━━━ Selected text
Thursday, 2 December 2010

Glenn Howells - Landmark Cities: Birmingham has huge opportunity to get it right

Glenn Howells, Glenn Howells Architects
"Freeform, organic and creative" is how Glenn Howells describes their approach to architecture.

"Culturally we're very different - we work very well when we stumble upon the looser connections."

It's clearly an approach that's been working - Glenn Howells Architects is 20 years old employing over 100 people across two offices in Birmingham and London.

"Our approach is to think of design as being positively bi-polar - simultaneously thinking of the micro and the macro to reach structures that are very rich. By considering the components of any design very early we're able to come up with organic designs where small elements can inform the larger form.

"We don't pursue the idea of having a masterstroke for the shape of a building that informs the inside. We start thinking smaller and allow a larger shape to come out of this. 'Form out of process' is the key.
"We're also very interested in what makes up the component materials - whether these are wood, plastic, concrete or anything else. Understanding our materials is very important to us. Otherwise we are in danger of losing the authentic elements of strong language going through the buildings.

"We've never really done landmark signature buildings....few of these buildings are part of the bigger picture and we don't work in isolation. A dimension that is often not mentioned in an architectural design brief is 'time' - perhaps we can be building for 200-300 years hence and most buildings should be multi-valent, that is making connections so they can be used in different ways. For example our own building here, it's not that beautiful from the exterior but it has huge flexibility of use.
━━━━━━
__Stated problem__. Translate this sentence from the interview with Glenn Howells into German: "We're also very interested in what makes up the component materials - whether these are wood, plastic, concrete or anything else."
━━━ Extracted data
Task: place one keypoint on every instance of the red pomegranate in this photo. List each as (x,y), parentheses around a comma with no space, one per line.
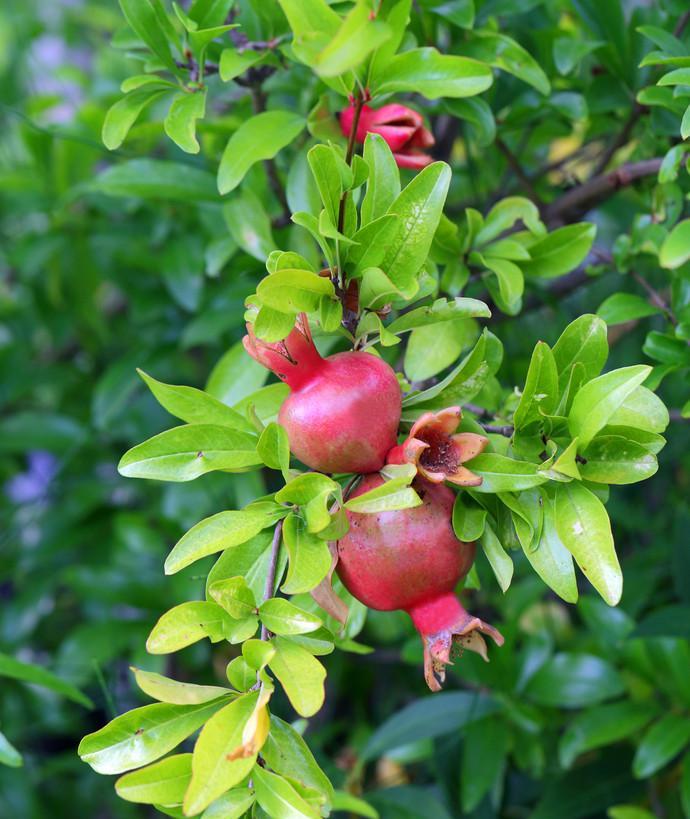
(411,559)
(343,411)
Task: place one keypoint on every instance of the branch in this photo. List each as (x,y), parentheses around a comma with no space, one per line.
(576,202)
(269,587)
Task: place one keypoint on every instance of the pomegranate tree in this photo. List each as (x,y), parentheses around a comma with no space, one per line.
(410,559)
(343,411)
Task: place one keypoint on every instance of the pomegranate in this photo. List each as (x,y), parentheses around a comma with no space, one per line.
(343,411)
(411,559)
(437,453)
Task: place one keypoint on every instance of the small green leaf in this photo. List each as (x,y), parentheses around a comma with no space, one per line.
(186,452)
(294,291)
(186,624)
(224,530)
(278,798)
(125,112)
(282,617)
(143,735)
(309,557)
(597,401)
(194,406)
(164,782)
(498,558)
(260,137)
(562,250)
(301,675)
(215,769)
(431,74)
(164,689)
(662,742)
(180,123)
(584,528)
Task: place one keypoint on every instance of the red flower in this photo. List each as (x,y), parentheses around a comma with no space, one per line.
(401,127)
(437,453)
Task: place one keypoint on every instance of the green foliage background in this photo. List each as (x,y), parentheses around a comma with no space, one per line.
(586,709)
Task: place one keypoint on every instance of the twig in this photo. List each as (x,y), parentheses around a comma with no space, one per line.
(259,105)
(518,171)
(573,204)
(269,587)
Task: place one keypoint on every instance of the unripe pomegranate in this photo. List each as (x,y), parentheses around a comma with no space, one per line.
(411,559)
(343,411)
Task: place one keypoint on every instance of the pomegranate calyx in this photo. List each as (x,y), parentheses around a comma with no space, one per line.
(437,452)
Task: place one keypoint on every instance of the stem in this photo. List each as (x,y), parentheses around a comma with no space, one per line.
(269,588)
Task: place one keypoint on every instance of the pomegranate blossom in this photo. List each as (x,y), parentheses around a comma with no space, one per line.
(343,411)
(410,559)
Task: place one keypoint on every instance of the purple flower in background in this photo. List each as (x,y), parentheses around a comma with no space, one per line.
(33,484)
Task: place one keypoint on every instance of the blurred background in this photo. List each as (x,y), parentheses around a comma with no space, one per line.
(92,286)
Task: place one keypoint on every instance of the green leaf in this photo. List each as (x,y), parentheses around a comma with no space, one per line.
(585,530)
(278,798)
(282,617)
(540,395)
(9,755)
(234,595)
(356,38)
(180,123)
(157,179)
(485,745)
(236,376)
(310,557)
(194,406)
(621,307)
(164,689)
(186,624)
(562,250)
(504,214)
(583,341)
(288,754)
(503,474)
(431,74)
(469,518)
(233,63)
(294,291)
(643,410)
(36,675)
(186,452)
(597,401)
(301,675)
(124,113)
(662,742)
(574,681)
(383,184)
(274,448)
(260,137)
(612,459)
(675,250)
(231,805)
(148,21)
(391,495)
(419,207)
(215,769)
(445,713)
(143,735)
(164,782)
(498,558)
(503,52)
(441,310)
(600,726)
(459,386)
(224,530)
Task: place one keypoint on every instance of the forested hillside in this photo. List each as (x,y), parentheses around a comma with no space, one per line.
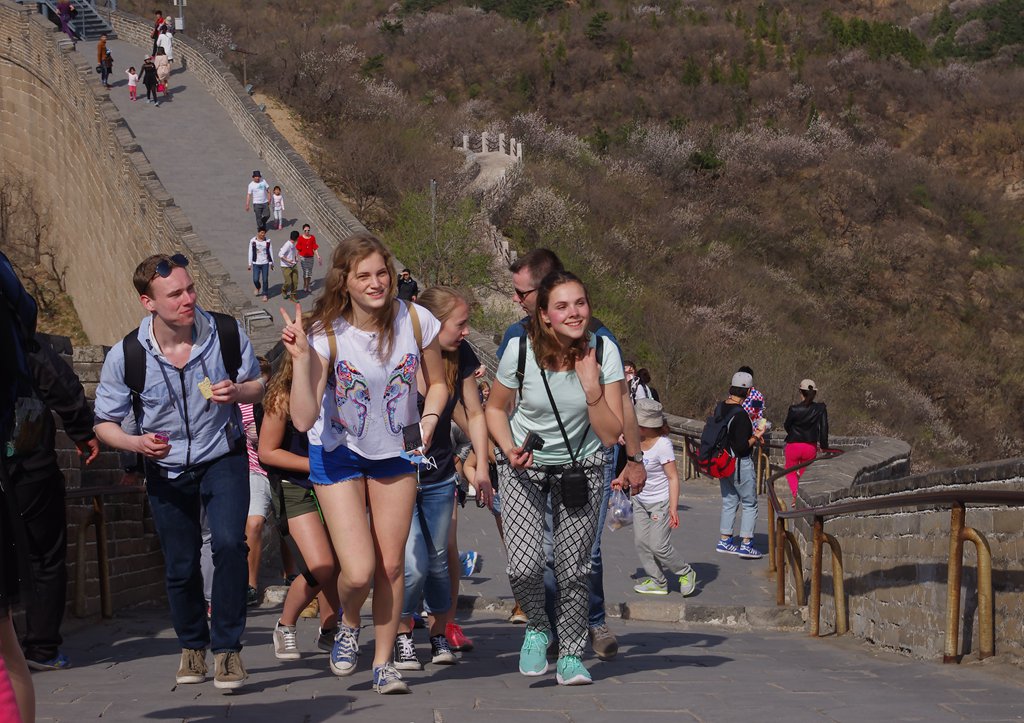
━━━━━━
__Exercise answer__. Wir interessieren uns außerdem sehr dafür, woraus die einzelnen Materialien bestehen – ob es sich dabei um Holz, Kunststoff, Beton oder etwas anderes handelt.